■ SHORT TASK A ■
In the excerpt on whale attacks, which places does it say criminals can use to obtain senior executives' contact details?
■ SHORT TASK B ■
Using the excerpt on whale attacks, explain why it recommends giving internal emails a unique look.

■ EXCERPT ■
= = = = =
Spotting these attacks is often more difficult because of how well they are put together. To some extent it throws out the window ‘check you know or are expecting the email’ that we regularly remind all our clients staff with.

Steps to protect yourself

Awareness
An executive will have earned their place by being quick and expert. So make sure you let them know whale attacks happen and the built in sophistication…the acumen of a longstanding exec in your business will take over from here.

Reduced senior exec contact details digital visibility
If possible, omit senior execs direct contact details, Google, LinkedIn, Facebook and your own website are places criminals can all too easily obtain everything they need…try to make it less easy for them.

Configure Internal Emails
Use your IT department to help ensure a unique look for internal emails. The trick and reason whale attacks have a reasonable success rate is they make the email appear as if it was coming from one of your colleagues internally.

Double check processes
Reduce risks by having a double check process, this in addition to a dual sign-off process. Assume this; that an attack might include the sender as the CEO, or senior team member, sending an urgent payment request to a member of the finance team, who on receipt of this could quite easily act on these instructions as being a legitimate task. Instruct team members not to query by replying to the instruction email, instead draft a new one from the trusted company email directory, or better still, pick up the phone to check if the originator really did make the request.
= = = = =
■ DATASET ROWS ■

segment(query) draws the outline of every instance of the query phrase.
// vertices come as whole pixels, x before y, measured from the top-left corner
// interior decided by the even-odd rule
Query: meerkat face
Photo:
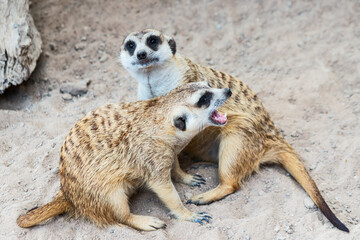
[[[194,136],[208,126],[224,126],[226,113],[217,108],[231,96],[229,88],[210,88],[206,82],[191,83],[197,89],[173,112],[173,125],[179,134]]]
[[[130,72],[146,70],[169,61],[176,53],[176,43],[153,29],[128,35],[120,50],[121,64]]]

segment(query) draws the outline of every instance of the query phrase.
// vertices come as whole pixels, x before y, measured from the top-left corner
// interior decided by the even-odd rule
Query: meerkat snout
[[[231,90],[210,88],[207,82],[199,82],[194,86],[200,90],[191,96],[185,108],[175,108],[174,126],[180,131],[192,132],[208,126],[226,125],[226,113],[220,113],[217,108],[231,96]]]
[[[126,69],[136,72],[167,62],[175,52],[174,39],[157,30],[146,29],[126,37],[119,58]]]

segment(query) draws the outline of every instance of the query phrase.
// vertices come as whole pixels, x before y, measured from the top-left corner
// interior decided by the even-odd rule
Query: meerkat
[[[168,95],[126,104],[108,104],[89,112],[70,130],[61,148],[61,187],[54,199],[17,219],[31,227],[61,213],[82,216],[98,226],[125,224],[151,231],[164,228],[160,219],[130,212],[128,199],[148,187],[178,219],[209,222],[207,213],[186,209],[171,181],[198,185],[200,175],[185,173],[177,155],[208,126],[224,126],[220,107],[228,88],[190,83]]]
[[[330,210],[299,156],[275,127],[260,99],[239,79],[198,65],[176,52],[172,37],[146,29],[129,34],[119,59],[138,82],[138,98],[161,96],[189,82],[207,81],[211,87],[230,88],[233,96],[221,108],[228,113],[223,128],[207,128],[185,148],[205,161],[219,162],[219,185],[193,196],[188,203],[209,204],[232,194],[246,177],[265,163],[283,166],[338,229],[348,228]]]

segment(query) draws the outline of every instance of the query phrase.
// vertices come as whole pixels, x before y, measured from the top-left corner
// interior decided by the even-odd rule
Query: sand
[[[360,236],[360,3],[358,1],[33,1],[43,54],[30,80],[0,96],[0,239],[358,239]],[[311,209],[307,194],[277,166],[208,206],[209,224],[172,219],[151,192],[131,199],[166,230],[100,229],[59,216],[31,229],[16,218],[59,189],[60,147],[71,126],[108,102],[136,100],[137,83],[117,55],[123,38],[152,27],[178,52],[247,83],[302,156],[344,233]],[[72,100],[66,83],[89,81]],[[214,188],[216,166],[186,167],[207,180],[176,184],[181,199]]]

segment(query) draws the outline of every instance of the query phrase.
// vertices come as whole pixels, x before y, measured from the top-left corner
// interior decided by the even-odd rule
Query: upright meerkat
[[[260,164],[278,163],[299,182],[334,226],[349,231],[330,210],[299,156],[246,84],[182,57],[176,53],[173,38],[153,29],[128,35],[121,46],[120,61],[138,81],[139,99],[161,96],[182,84],[204,80],[211,87],[227,87],[233,92],[222,107],[228,113],[228,124],[206,129],[185,148],[194,157],[219,161],[219,185],[193,196],[189,203],[208,204],[222,199],[236,191]]]
[[[228,88],[191,83],[164,97],[108,104],[88,113],[72,127],[61,148],[59,192],[50,203],[20,216],[18,225],[31,227],[68,213],[99,226],[164,228],[160,219],[130,213],[128,199],[141,186],[154,191],[175,217],[208,222],[206,213],[183,206],[171,176],[189,185],[204,182],[182,171],[177,155],[204,128],[226,124],[226,116],[216,109],[230,96]]]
= = = = =
■ TASK ANSWER A ■
Google, LinkedIn, Facebook and the company's own website.

■ TASK ANSWER B ■
Whale attacks have a reasonable success rate because they make an email appear to come from a colleague inside the company. A unique look for internal emails, set up with the IT department's help, counters that trick.